■ **OBJETIVO**: Convierte en un CSV de dos columnas, "tarea" y "valor", las filas que van desde el comienzo hasta la línea que contiene "point(254, 80)", ambas incluidas. Pon una línea por fila con su texto y su respuesta, cada uno en un campo entre comillas y con los saltos de línea cambiados por espacios.

■ **LOS DATOS**:
========================================
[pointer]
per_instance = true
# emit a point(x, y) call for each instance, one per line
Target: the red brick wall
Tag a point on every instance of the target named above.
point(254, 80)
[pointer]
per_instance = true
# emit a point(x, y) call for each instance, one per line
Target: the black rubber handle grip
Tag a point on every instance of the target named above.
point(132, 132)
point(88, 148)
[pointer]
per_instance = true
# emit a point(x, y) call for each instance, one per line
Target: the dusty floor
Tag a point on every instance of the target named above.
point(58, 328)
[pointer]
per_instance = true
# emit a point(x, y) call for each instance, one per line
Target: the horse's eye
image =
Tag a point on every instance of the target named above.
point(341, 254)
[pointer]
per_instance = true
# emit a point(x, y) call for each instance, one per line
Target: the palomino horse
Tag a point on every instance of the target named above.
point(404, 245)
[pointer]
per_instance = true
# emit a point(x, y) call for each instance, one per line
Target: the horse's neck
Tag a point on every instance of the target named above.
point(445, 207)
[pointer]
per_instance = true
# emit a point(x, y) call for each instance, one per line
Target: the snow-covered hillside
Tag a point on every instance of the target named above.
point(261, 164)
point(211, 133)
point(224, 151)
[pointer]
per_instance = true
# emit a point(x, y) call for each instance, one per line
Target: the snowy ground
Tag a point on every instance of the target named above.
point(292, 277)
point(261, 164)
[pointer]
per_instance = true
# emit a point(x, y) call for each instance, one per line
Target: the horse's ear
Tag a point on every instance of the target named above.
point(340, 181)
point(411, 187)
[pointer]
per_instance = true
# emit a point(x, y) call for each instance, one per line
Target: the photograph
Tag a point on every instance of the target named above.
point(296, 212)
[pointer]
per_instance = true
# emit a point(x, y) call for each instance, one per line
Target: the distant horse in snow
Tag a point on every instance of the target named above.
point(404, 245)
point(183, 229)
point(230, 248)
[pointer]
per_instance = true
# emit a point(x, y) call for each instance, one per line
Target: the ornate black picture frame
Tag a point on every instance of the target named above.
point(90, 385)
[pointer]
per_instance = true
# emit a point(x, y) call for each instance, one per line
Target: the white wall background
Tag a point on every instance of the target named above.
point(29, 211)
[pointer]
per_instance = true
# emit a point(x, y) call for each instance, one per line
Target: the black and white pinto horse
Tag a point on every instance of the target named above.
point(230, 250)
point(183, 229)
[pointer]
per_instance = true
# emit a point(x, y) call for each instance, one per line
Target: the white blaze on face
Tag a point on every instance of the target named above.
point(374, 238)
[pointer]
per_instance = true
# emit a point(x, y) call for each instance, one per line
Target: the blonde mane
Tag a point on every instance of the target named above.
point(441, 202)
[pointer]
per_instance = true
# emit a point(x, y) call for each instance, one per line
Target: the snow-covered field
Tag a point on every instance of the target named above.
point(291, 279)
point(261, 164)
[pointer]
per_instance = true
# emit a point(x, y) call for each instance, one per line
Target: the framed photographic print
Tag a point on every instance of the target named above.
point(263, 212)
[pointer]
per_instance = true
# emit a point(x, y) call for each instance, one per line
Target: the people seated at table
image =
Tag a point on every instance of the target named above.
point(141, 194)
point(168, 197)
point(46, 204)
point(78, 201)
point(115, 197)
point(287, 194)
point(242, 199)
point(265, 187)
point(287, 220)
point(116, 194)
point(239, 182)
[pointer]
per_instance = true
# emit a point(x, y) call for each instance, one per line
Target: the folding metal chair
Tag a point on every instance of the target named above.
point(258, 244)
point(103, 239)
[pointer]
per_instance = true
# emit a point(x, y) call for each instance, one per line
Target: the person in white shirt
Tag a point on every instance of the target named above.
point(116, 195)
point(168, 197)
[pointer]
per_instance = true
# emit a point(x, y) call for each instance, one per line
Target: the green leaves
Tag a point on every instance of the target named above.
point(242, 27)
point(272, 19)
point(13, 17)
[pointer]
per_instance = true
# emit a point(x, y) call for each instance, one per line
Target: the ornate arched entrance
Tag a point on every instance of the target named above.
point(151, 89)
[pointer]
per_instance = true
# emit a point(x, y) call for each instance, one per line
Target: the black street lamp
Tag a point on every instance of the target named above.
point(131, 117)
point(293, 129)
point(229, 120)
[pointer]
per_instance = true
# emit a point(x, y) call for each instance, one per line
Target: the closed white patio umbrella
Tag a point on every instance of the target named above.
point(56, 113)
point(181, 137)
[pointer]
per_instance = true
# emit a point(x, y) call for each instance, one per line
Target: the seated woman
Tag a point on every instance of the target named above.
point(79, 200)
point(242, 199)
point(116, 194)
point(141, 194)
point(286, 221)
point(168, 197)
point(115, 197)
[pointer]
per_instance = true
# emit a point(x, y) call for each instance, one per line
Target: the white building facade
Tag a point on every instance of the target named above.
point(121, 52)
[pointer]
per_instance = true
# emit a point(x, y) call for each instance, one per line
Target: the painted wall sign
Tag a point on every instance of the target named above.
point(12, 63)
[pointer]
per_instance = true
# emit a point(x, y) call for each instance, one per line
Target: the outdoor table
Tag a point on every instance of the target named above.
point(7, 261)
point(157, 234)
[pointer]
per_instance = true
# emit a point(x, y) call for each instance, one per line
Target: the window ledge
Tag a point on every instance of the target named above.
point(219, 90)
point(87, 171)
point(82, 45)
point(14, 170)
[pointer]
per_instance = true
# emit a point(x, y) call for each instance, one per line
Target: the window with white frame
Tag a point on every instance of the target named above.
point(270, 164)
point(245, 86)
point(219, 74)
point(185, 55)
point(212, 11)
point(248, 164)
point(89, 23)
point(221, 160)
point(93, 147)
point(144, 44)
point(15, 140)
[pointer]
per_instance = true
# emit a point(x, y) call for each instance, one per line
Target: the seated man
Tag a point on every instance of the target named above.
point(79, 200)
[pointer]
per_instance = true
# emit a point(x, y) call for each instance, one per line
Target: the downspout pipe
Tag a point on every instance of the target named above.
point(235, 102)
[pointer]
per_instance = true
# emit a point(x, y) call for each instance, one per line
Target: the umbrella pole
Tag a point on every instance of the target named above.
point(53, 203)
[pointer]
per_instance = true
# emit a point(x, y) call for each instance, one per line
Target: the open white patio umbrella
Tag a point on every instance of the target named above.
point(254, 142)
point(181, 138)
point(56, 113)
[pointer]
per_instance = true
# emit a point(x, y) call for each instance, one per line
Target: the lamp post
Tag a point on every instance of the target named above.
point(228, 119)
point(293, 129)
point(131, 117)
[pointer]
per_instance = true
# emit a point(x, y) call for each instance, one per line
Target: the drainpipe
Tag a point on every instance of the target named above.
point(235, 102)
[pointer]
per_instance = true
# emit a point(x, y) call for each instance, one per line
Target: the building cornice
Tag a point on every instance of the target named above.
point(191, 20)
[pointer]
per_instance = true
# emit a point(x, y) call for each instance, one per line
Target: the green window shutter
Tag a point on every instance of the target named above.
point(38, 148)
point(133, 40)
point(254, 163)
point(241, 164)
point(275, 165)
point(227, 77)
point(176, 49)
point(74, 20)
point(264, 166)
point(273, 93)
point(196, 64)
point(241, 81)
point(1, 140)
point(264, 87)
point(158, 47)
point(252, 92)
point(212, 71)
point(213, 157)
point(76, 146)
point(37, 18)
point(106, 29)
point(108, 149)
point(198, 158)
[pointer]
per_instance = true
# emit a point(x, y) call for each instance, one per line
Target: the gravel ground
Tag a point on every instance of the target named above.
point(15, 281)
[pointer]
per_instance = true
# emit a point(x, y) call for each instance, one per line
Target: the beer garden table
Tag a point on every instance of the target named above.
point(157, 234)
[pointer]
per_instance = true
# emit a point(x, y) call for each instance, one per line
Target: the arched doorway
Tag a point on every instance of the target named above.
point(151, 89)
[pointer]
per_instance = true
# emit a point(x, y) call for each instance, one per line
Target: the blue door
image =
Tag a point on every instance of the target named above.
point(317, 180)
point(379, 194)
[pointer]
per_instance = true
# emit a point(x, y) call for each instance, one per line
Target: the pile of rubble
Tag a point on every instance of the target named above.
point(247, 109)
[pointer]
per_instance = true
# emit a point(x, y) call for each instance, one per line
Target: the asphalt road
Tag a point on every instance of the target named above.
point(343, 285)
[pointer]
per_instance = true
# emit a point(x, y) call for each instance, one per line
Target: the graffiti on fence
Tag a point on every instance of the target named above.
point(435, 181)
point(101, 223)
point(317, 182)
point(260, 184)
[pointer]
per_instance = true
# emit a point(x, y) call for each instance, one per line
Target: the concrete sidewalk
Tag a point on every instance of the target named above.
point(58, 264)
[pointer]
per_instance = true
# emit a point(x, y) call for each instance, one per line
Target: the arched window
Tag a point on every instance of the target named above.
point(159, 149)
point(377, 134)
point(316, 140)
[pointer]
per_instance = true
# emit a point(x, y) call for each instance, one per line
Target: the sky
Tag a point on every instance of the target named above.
========================================
■ **RESULTADO**:
tarea,valor
"[pointer] per_instance = true # emit a point(x, y) call for each instance, one per line Target: the red brick wall Tag a point on every instance of the target named above.","point(254, 80)"